▶ [Set exercise]:
Will you reproduce every one of the entries below, line for line and without changing a single character?

____

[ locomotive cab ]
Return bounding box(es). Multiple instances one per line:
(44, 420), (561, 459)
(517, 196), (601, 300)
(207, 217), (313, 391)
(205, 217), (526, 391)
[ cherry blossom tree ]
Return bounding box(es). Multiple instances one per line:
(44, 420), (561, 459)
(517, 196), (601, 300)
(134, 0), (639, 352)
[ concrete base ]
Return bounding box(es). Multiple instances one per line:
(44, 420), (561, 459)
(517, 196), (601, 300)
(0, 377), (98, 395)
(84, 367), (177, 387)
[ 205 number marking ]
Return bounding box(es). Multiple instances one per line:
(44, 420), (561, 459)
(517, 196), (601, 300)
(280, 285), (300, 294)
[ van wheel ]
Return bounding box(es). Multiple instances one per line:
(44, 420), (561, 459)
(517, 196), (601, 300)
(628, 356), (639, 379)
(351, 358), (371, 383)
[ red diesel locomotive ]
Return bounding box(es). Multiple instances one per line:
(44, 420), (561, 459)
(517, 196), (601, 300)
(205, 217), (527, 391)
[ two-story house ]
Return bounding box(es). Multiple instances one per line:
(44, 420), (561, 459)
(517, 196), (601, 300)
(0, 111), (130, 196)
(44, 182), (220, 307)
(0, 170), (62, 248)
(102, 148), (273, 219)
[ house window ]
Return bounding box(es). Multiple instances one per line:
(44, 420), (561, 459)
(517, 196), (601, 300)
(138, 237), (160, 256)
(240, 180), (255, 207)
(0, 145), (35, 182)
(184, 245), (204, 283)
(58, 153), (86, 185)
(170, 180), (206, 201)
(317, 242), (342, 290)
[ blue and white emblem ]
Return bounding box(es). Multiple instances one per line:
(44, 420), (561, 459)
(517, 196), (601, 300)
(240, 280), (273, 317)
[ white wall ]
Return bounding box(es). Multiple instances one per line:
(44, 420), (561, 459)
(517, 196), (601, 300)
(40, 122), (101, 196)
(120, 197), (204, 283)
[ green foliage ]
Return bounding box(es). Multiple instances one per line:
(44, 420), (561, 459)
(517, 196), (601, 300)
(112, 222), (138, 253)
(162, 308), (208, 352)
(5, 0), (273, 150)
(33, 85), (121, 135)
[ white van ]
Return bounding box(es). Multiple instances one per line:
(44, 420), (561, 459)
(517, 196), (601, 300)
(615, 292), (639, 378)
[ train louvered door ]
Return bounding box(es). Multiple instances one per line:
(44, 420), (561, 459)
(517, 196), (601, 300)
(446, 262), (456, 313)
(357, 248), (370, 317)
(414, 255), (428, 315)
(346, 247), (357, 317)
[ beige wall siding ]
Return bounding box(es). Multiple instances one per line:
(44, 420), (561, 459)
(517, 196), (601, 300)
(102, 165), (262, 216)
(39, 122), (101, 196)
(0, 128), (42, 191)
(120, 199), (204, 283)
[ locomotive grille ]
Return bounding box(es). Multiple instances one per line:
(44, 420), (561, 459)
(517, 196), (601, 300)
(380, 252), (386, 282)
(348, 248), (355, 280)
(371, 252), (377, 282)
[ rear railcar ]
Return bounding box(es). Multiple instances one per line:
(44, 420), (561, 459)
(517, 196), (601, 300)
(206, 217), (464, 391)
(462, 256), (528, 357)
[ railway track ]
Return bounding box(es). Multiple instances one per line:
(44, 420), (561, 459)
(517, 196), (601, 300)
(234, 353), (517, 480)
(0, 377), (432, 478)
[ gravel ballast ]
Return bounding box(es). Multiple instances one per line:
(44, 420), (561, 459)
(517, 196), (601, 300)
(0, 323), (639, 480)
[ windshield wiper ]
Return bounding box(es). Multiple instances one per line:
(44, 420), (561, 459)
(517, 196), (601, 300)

____

▶ [Full solution]:
[ locomotive cab ]
Return bounding box(es). Multiple instances one per line:
(44, 420), (561, 459)
(517, 196), (601, 300)
(207, 217), (313, 391)
(205, 217), (526, 391)
[ cherry blossom tree ]
Return bounding box(es). Multiple instances one per line:
(44, 420), (561, 459)
(517, 196), (601, 300)
(134, 0), (639, 352)
[ concrete base ]
Return bounding box(es). Multiple instances one per line:
(44, 420), (561, 459)
(517, 196), (601, 300)
(0, 377), (98, 395)
(84, 367), (177, 387)
[ 205 number marking ]
Return bounding box(es). Multiple instances one per line:
(44, 420), (561, 459)
(517, 196), (601, 300)
(280, 285), (300, 294)
[ van wheel ]
Return bounding box(es). Multiple instances one per line:
(44, 420), (561, 459)
(517, 196), (601, 300)
(628, 356), (639, 379)
(351, 358), (371, 383)
[ red diesel locomotive ]
Return bounding box(es). Multiple instances one per line:
(44, 420), (561, 459)
(517, 196), (601, 300)
(205, 217), (527, 391)
[ two-story house ]
Return bounding box(es). Multiple instances one per line:
(44, 420), (561, 459)
(517, 196), (601, 300)
(0, 111), (130, 196)
(44, 182), (220, 307)
(0, 170), (62, 248)
(102, 148), (273, 219)
[ house window ]
Return bounding box(es). Multiple instances one per line:
(44, 420), (561, 459)
(517, 196), (601, 300)
(138, 237), (160, 256)
(240, 180), (255, 207)
(0, 145), (35, 182)
(184, 245), (204, 283)
(58, 153), (86, 185)
(170, 180), (206, 201)
(317, 242), (342, 290)
[ blue and white emblem ]
Return bounding box(es). Multiple instances one per line:
(44, 420), (561, 459)
(517, 196), (601, 300)
(240, 280), (273, 317)
[ white wall ]
Return bounding box(es). Multiple instances one per line:
(44, 420), (561, 459)
(517, 196), (601, 300)
(40, 122), (101, 196)
(120, 197), (204, 283)
[ green foliage ]
Return bounding box(es). Multiple instances one per line:
(44, 420), (561, 459)
(517, 196), (601, 300)
(112, 222), (138, 253)
(162, 308), (208, 352)
(5, 0), (273, 150)
(33, 85), (121, 135)
[ white van ]
Return bounding box(es). Multiple instances one per line:
(44, 420), (561, 459)
(517, 196), (601, 300)
(615, 292), (639, 378)
[ train louvered door ]
Return bounding box(es). Multiple instances one per line:
(44, 420), (561, 459)
(517, 196), (601, 300)
(446, 262), (456, 313)
(357, 248), (370, 317)
(414, 255), (428, 315)
(346, 247), (357, 317)
[ beige wall siding ]
Return bounding box(es). Multiple instances one per line:
(44, 420), (561, 459)
(517, 196), (601, 300)
(102, 165), (262, 216)
(39, 122), (101, 196)
(0, 128), (42, 191)
(120, 199), (204, 283)
[ locomotive grille ]
Return bounding box(es). Multiple instances one per line:
(44, 420), (561, 459)
(517, 196), (601, 300)
(380, 252), (386, 282)
(348, 248), (355, 280)
(371, 252), (377, 282)
[ rear railcar ]
Return bounding box(es). Multiple instances one per line:
(44, 420), (561, 459)
(517, 196), (601, 300)
(206, 217), (464, 391)
(462, 256), (528, 357)
[ railway track ]
Return bounding box(es). Multiple instances one per line:
(44, 420), (561, 459)
(517, 196), (601, 300)
(234, 353), (517, 480)
(0, 377), (432, 478)
[ gravel ballast ]
Return bounding box(es). Multiple instances one per line:
(44, 420), (561, 459)
(517, 196), (601, 300)
(0, 323), (639, 480)
[ windshield wiper ]
Return bounding box(es). Multiple instances one per line:
(44, 420), (561, 459)
(517, 196), (601, 300)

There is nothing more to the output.